MATERIAL FOR THIS EXERCISE Block Start

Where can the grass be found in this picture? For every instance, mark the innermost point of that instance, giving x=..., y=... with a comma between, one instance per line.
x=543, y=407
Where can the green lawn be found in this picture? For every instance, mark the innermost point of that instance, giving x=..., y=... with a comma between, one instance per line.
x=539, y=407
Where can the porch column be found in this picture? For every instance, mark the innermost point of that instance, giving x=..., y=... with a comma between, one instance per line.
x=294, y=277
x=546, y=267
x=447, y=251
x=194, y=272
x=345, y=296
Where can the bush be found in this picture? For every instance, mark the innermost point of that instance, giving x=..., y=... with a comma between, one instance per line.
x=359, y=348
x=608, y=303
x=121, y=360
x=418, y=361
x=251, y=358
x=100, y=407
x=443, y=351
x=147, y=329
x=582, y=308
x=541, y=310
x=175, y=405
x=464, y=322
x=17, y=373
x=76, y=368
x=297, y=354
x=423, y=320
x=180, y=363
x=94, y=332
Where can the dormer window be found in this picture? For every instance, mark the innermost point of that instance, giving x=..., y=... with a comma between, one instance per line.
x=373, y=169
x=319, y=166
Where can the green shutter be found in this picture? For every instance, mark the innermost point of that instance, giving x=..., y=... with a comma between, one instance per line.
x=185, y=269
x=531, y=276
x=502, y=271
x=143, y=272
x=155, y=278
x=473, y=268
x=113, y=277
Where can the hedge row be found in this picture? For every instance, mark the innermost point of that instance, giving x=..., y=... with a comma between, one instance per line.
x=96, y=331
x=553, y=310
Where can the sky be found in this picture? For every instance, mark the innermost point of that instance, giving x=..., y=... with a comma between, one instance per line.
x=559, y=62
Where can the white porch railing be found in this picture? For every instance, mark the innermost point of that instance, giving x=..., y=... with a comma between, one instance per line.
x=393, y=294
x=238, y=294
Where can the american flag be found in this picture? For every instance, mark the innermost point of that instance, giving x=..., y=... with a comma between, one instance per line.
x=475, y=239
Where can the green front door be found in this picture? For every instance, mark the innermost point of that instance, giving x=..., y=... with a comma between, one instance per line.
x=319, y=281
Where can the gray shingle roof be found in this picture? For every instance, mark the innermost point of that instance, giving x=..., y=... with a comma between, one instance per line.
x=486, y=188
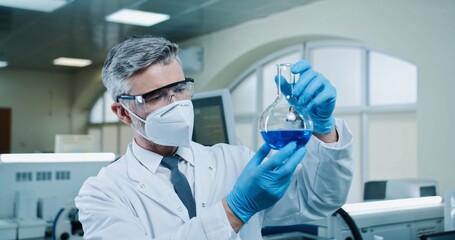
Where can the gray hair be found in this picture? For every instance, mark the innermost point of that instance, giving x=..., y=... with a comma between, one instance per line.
x=132, y=56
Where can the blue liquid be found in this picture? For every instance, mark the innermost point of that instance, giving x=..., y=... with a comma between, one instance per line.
x=277, y=139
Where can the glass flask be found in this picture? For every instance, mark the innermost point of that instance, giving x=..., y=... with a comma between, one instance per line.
x=282, y=123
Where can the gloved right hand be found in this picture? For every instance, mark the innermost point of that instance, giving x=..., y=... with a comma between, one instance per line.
x=259, y=186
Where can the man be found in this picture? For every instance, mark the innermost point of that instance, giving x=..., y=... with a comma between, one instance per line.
x=233, y=191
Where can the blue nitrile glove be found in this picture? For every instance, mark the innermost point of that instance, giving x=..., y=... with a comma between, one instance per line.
x=259, y=186
x=315, y=94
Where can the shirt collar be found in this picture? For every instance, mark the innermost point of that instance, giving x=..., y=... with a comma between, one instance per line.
x=151, y=160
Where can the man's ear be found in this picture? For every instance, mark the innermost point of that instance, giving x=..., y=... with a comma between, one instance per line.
x=121, y=112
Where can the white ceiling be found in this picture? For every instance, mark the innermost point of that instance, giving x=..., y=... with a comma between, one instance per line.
x=32, y=39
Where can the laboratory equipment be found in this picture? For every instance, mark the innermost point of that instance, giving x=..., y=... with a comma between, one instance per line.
x=284, y=120
x=449, y=210
x=36, y=186
x=213, y=118
x=399, y=188
x=406, y=219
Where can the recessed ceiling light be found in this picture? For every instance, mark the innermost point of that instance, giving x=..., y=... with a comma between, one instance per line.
x=72, y=62
x=3, y=64
x=41, y=5
x=136, y=17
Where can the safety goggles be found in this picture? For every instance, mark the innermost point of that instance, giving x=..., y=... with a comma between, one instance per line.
x=162, y=96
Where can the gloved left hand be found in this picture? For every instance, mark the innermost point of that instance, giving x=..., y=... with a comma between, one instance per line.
x=315, y=94
x=262, y=184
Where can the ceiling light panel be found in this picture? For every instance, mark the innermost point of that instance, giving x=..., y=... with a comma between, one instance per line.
x=136, y=17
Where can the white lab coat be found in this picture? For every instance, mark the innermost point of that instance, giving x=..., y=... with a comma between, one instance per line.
x=128, y=201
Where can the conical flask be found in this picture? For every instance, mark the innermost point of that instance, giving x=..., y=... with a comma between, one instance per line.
x=282, y=122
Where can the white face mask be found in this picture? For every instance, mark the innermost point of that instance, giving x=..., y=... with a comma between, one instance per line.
x=171, y=125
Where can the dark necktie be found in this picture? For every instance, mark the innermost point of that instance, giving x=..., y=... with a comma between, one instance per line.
x=181, y=185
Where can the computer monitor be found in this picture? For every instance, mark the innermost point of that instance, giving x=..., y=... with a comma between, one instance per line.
x=213, y=118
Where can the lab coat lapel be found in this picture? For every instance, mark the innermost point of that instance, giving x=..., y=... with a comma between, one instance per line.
x=154, y=188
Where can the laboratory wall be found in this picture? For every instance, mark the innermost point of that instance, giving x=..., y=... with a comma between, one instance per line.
x=418, y=31
x=40, y=103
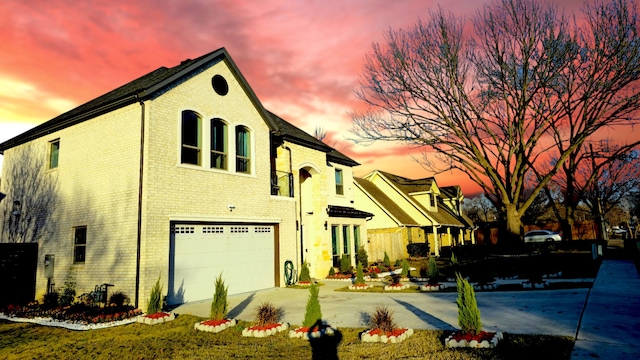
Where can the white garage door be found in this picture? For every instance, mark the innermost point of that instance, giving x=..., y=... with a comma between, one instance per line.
x=244, y=254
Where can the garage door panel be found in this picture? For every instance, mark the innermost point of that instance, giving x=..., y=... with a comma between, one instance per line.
x=244, y=254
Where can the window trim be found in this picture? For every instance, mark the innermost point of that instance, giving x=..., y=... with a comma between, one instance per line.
x=54, y=148
x=198, y=146
x=245, y=158
x=223, y=152
x=339, y=180
x=77, y=246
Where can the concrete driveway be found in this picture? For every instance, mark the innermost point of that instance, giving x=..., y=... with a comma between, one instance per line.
x=551, y=312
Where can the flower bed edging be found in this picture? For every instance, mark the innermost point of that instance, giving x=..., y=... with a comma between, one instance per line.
x=360, y=286
x=303, y=332
x=434, y=287
x=214, y=326
x=264, y=330
x=377, y=335
x=157, y=318
x=491, y=286
x=534, y=285
x=396, y=287
x=484, y=343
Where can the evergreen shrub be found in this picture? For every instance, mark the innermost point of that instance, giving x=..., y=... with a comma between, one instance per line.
x=155, y=300
x=219, y=304
x=304, y=272
x=313, y=312
x=468, y=311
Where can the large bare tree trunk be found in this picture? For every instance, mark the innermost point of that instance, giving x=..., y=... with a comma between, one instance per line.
x=514, y=225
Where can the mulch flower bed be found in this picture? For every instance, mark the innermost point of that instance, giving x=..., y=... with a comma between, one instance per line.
x=432, y=287
x=265, y=330
x=157, y=318
x=394, y=336
x=214, y=326
x=484, y=340
x=317, y=332
x=360, y=286
x=345, y=277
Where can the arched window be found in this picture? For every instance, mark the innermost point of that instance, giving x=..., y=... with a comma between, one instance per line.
x=191, y=138
x=218, y=144
x=243, y=150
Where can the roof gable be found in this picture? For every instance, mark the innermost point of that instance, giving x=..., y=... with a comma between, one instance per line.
x=290, y=132
x=408, y=188
x=145, y=87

MATERIAL FOR THIS EXERCISE Block End

__WHAT YOU SHOULD DO__:
Pictures aside, restate the entries word for word.

__RESULT FOR THIS EXERCISE__:
Where can the grass be found in this picture? For every instance, mark the innermost point of that instance, giving x=..., y=... with a comma between, one instance per line.
x=543, y=407
Where can the green lawn be found in this picture? For every instance, mark the innermost point of that instance, giving x=..., y=... with a comma between, one instance per line.
x=539, y=407
Where can the porch column be found in this picture? For every instance, mark the innermost point of that instance, giving x=..., y=... with a comma between, one instance per line.
x=294, y=277
x=546, y=267
x=447, y=251
x=194, y=272
x=345, y=296
Where can the bush be found in this picture? For every instance, mark the innermost point of that instance, giving x=..., y=... with a comma between, one instance per line.
x=359, y=348
x=608, y=303
x=121, y=360
x=418, y=361
x=251, y=358
x=100, y=407
x=443, y=351
x=147, y=329
x=582, y=308
x=541, y=310
x=175, y=405
x=464, y=322
x=17, y=373
x=76, y=368
x=297, y=354
x=423, y=320
x=180, y=363
x=94, y=332
Where can the dormer window be found in this picture? For every instance, mark the innermost point of that instance, giving x=..., y=... with a comma between, one instance per line.
x=373, y=169
x=319, y=166
Where can the green shutter be found in this picture? For every instance, mark the innermost point of that instance, giving x=..., y=... with a comma between, one instance per line.
x=185, y=269
x=531, y=276
x=502, y=271
x=143, y=272
x=155, y=278
x=473, y=268
x=113, y=277
Where can the hedge row be found in this picture? For every instance, mark the innermost point of that instance, giving x=..., y=... with a comma between, one instance per line.
x=96, y=331
x=553, y=310
Where can the sky be found in this picture? For every instance, mark the innermost point of that instance, giving x=..., y=... with a comma between, one instance per line.
x=559, y=62
Where can the white porch railing be found in this picture? For every instance, mark the innermost point of that instance, giving x=..., y=... with a comma between, one instance per line.
x=393, y=294
x=238, y=294
Where can the american flag be found in this picture? For every instance, mark the innermost point of that instance, giving x=..., y=... with a comma between, one instance per line.
x=475, y=239
Where can the green front door be found in this picture? For every instance, mark the innermost point of that instance, giving x=..., y=... with a comma between, one instance per line.
x=319, y=281
Where can the gray shingle roof be found in this picture? For every instance, mark the innermost point of that instance, giving x=..., y=... with a comma between, one instance per line.
x=486, y=188
Where can the gray hair be found in this picture? For every instance, mark the innermost point of that instance, giving x=..., y=... with a comma between, one instance per line.
x=132, y=56
Where can the blue liquid be found in this picture? For every instance, mark the innermost point of that instance, giving x=..., y=... with a comma between, one instance per line.
x=277, y=139
Where can the glass flask be found in this picture? For every instance, mark the innermost point of that instance, giving x=..., y=... with a comma between, one instance per line.
x=282, y=123
Where can the gloved right hand be found in this picture? For every instance, mark the innermost point of that instance, giving x=..., y=... with a comma between, one instance per line.
x=259, y=186
Where can the man be found in this picture? For every instance, mark the innermost point of that instance, giving x=..., y=... with a comma between, one instance per line.
x=233, y=191
Where can the blue nitrile glove be found in this picture? For every instance, mark the innermost point of that instance, giving x=..., y=... with a comma between, one instance per line.
x=259, y=186
x=315, y=94
Where can the shirt collar be found in this picture? For every instance, mark the innermost point of that instance, giving x=..., y=... with a comma between, one instance per line.
x=151, y=160
Where can the man's ear be found in this picture? For every instance, mark the innermost point of that instance, giving x=..., y=... with a comma between, one instance per line.
x=121, y=112
Where can the white ceiling be found in this picture? For every instance, mark the innermost point of that instance, giving x=..., y=... with a comma between, one instance per line.
x=32, y=39
Where can the laboratory equipment be found in this picture? For every instance, mark the innermost point of that instance, giving x=..., y=... with a comma between, one instance per line.
x=284, y=120
x=449, y=210
x=36, y=186
x=213, y=118
x=399, y=188
x=406, y=219
Where can the recessed ceiling light be found in this picture? For every instance, mark the innermost point of that instance, giving x=..., y=... with a comma between, one instance per line.
x=72, y=62
x=3, y=64
x=41, y=5
x=136, y=17
Where can the safety goggles be found in this picture? For every instance, mark the innermost point of that instance, giving x=..., y=... with a comma between, one instance per line.
x=162, y=96
Where can the gloved left hand be found in this picture? For every instance, mark the innermost point of that instance, giving x=..., y=... with a comma between, one instance per line.
x=315, y=94
x=262, y=184
Where can the ceiling light panel be found in this picture? For every instance, mark the innermost point of that instance, giving x=..., y=... with a comma between, one instance per line.
x=136, y=17
Where can the white lab coat be found in this picture? For every instance, mark the innermost point of that instance, giving x=..., y=... with a comma between, one instance per line.
x=128, y=201
Where can the conical flask be found in this picture? For every instance, mark the innermost point of that instance, giving x=..., y=... with a comma between, one instance per line.
x=282, y=122
Where can the white face mask be found in this picture? For every instance, mark the innermost point of that instance, giving x=..., y=... with a comma between, one instance per line.
x=171, y=125
Where can the dark necktie be found in this picture? For every instance, mark the innermost point of that instance, giving x=..., y=... with a comma between, one instance per line.
x=181, y=185
Where can the computer monitor be found in this picture? For every instance, mark the innermost point of that instance, giving x=..., y=... with a comma between, one instance per line.
x=213, y=118
Where can the lab coat lapel be found in this picture? For every instance, mark the innermost point of that instance, giving x=..., y=... with a comma between, one instance per line.
x=154, y=188
Where can the laboratory wall be found in this picture? For every instance, mark the innermost point of that instance, giving x=..., y=... with a comma between, one instance per line.
x=418, y=31
x=40, y=103
Where can the white garage door be found in this picture? For every instance, mark the innermost point of that instance, giving x=..., y=... with a comma between, one instance per line.
x=244, y=254
Where can the garage door panel be found in this picture? For every instance, mark the innermost point of that instance, giving x=..., y=... with a comma between, one instance per line.
x=244, y=254
Where can the window trim be found in this picture? For every instance, mark the innermost point of that instance, giving x=..., y=... with a comma between, one instance per line.
x=54, y=148
x=198, y=146
x=245, y=158
x=223, y=152
x=339, y=180
x=77, y=246
Where can the concrete driveway be found in this picture? For every instance, mark the innermost point of that instance, giving x=..., y=... with a comma between, one instance per line.
x=551, y=312
Where can the flower bed edging be found in this picture? For every instance, mark the innermost point of that instance, giving x=..., y=... with a comma between, one instance per line.
x=360, y=286
x=303, y=332
x=434, y=287
x=214, y=326
x=264, y=330
x=377, y=335
x=157, y=318
x=491, y=286
x=534, y=285
x=396, y=287
x=484, y=343
Where can the evergreen shrub be found in this picture? For every instance, mark the innermost point of that instance, giving x=..., y=... with a comma between, one instance per line.
x=155, y=300
x=219, y=304
x=304, y=272
x=313, y=312
x=468, y=311
Where can the large bare tree trunk be found in this picture? For every instance, mark the innermost point of that instance, giving x=..., y=... with a comma between, one instance per line.
x=514, y=225
Where can the mulch flower bed be found in this picture? For every instance, mark the innermost point of that instance, giving x=..., y=... with a comma between, one instance per line.
x=432, y=287
x=265, y=330
x=157, y=318
x=394, y=336
x=214, y=326
x=484, y=340
x=317, y=332
x=360, y=286
x=345, y=277
Where can the arched window be found in this picture? For every instance, mark the innermost point of that instance, giving x=..., y=... with a comma between, one instance per line.
x=191, y=138
x=218, y=144
x=243, y=150
Where can the roof gable be found in this picture? For every instance, mark the innermost point of that instance, giving x=..., y=... with a comma between, one instance per line.
x=290, y=132
x=408, y=188
x=145, y=87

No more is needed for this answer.